* WRITTEN TASK 1
In the passage about Grumantbyen, why does the narrator not go into the old coal galleries? Answer in one to three sentences.

EMPTINESS (DESERTED MINES)

The steep mountain slopes of Grumant valley, by the shores of a majestic Arctic Ocean, were once the site of one of the first Russian coal centres on Spitsbergen– Grumantbyen. „At the beginning of 50’s, even over 1000 miners used to live here. But the mining proved unprofitable and so Russians left it in 1961“, Mirek tells us of this strange place, of which the official tourist information says nothing. It is not easy to reach it. The approach both from the sea and by walking along the coast is practically impossible and an inland detour will take us two days of an intensive march. The inexorable ravages of time and the rough Arctic climate had done their job on a location that once had belonged to the largest settlements on Spitsbergen. Deserted and half-ruined structures have remained from once snug houses of miners. The dusk is near and I slowly enter one of them. Up the stairway probably not touched by human foot for many years and all covered all over by some lichen. It’s a house with no windows, no doors. I walk through individual rooms. The storeroom contains the remains of various instruments, parts of miners’ Davy lamps and rusty lanterns. On devastated walls I can see inscriptions in Cyrillic alphabet as well as children drawings. Sitting on a bed in one of living rooms I watch the cups and glasses scattered on a table. They still keep their shape given to them by someone, sometime 40 years ago. Whole families including little children lived here less than a thousand kilometres from the North pole. With their worries and joys. Motionless and silent clouds, hanging low above the gulf, look at me through the whole between the beams of a disintegrating roof. It is so silent here that suddenly it seems to me that you call my name. But here it sounds so unreal. And I forget how I feel… (my body is rejecting the cure).

I shall return to others. All of them watch a white polar fox with a great interest. She holds a seagull in her jaws and is so confused that she drops her prey and then starts to wander aimlessly through rusted remains of mining equipment, rails and other scrap metal spread all around in abundance. A crooked wire colossus towers above all this – a scythe and a hammer. It seems that this symbol of the past quite fits here both by its style and symbolically. I have a great desire to investigate a little old coal galleries the openings of which are spread at surrounding foothills. Equally great is the danger – who knows what Russians had left in there and their timbering is so rotten that it stands only by magic. And I forgot to pack a carbide lamp and helmet into my almost a quintal weighing rucksack. Anyway, the ice collected around their entrances mostly prevents the entry to mines. Perhaps never before have I felt such a strong emptiness as here, on this desolate and perhaps godforsaken spot. And I am leaving Grumantbyen as well...

* RECORDS FOR THE TASK
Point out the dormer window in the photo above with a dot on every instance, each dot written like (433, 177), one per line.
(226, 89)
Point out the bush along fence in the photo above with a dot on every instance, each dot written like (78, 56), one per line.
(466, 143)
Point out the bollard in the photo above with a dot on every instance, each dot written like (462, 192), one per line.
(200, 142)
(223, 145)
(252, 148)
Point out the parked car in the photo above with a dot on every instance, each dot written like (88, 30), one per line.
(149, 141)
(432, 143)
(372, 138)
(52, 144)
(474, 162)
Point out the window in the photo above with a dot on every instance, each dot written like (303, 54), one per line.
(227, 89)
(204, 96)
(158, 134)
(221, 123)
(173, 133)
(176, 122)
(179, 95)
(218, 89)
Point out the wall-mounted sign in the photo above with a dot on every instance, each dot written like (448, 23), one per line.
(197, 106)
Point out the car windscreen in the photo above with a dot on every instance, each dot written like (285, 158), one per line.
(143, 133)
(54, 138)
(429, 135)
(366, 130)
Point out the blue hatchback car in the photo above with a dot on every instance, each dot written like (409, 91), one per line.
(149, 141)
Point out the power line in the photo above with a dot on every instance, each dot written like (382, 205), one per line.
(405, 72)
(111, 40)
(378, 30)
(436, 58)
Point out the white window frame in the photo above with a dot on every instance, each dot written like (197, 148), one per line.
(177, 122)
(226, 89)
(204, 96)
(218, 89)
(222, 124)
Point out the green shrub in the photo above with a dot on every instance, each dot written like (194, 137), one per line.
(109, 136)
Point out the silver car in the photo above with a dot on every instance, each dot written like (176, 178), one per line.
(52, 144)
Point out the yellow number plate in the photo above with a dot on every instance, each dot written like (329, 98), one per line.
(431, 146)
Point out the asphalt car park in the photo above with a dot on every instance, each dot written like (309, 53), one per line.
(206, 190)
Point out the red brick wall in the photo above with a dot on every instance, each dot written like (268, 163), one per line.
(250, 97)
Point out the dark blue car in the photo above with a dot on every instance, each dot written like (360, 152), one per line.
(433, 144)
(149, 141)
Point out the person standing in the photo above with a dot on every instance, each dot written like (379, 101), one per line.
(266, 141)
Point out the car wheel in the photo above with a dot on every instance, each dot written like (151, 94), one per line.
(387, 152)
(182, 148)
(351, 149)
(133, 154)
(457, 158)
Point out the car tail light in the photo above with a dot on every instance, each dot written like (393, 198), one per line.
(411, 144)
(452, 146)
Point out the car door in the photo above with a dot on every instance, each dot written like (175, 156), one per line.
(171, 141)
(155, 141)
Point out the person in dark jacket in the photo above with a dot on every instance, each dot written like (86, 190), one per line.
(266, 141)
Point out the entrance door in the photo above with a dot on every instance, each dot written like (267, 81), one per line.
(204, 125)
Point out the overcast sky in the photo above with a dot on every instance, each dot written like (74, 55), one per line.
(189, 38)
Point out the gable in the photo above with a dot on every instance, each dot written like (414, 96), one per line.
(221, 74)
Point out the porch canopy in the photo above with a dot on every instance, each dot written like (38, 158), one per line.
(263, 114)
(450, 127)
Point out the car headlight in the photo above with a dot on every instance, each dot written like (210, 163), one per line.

* WRITTEN TASK 2
Can you scale the records starting at the line containing "Point out the porch" and running through the end of the records, reproducing every line, requests included? Multiply each answer coordinate by 1.3 and round to whole numbers with halves rounded up, but leave the requests and their format samples unchanged.

* WRITTEN SOLUTION 1
Going in is dangerous: no one knows what the Russians left inside, and the timbering is so rotten that it barely stands. The narrator also forgot to pack a carbide lamp and a helmet, and ice around the entrances mostly blocks the way in.

* WRITTEN SOLUTION 2
Point out the porch canopy in the photo above with a dot on every instance, each dot written like (38, 158), one per line.
(342, 148)
(585, 165)
Point out the car headlight in the photo above with a dot on every instance, each dot written like (210, 163), one per line.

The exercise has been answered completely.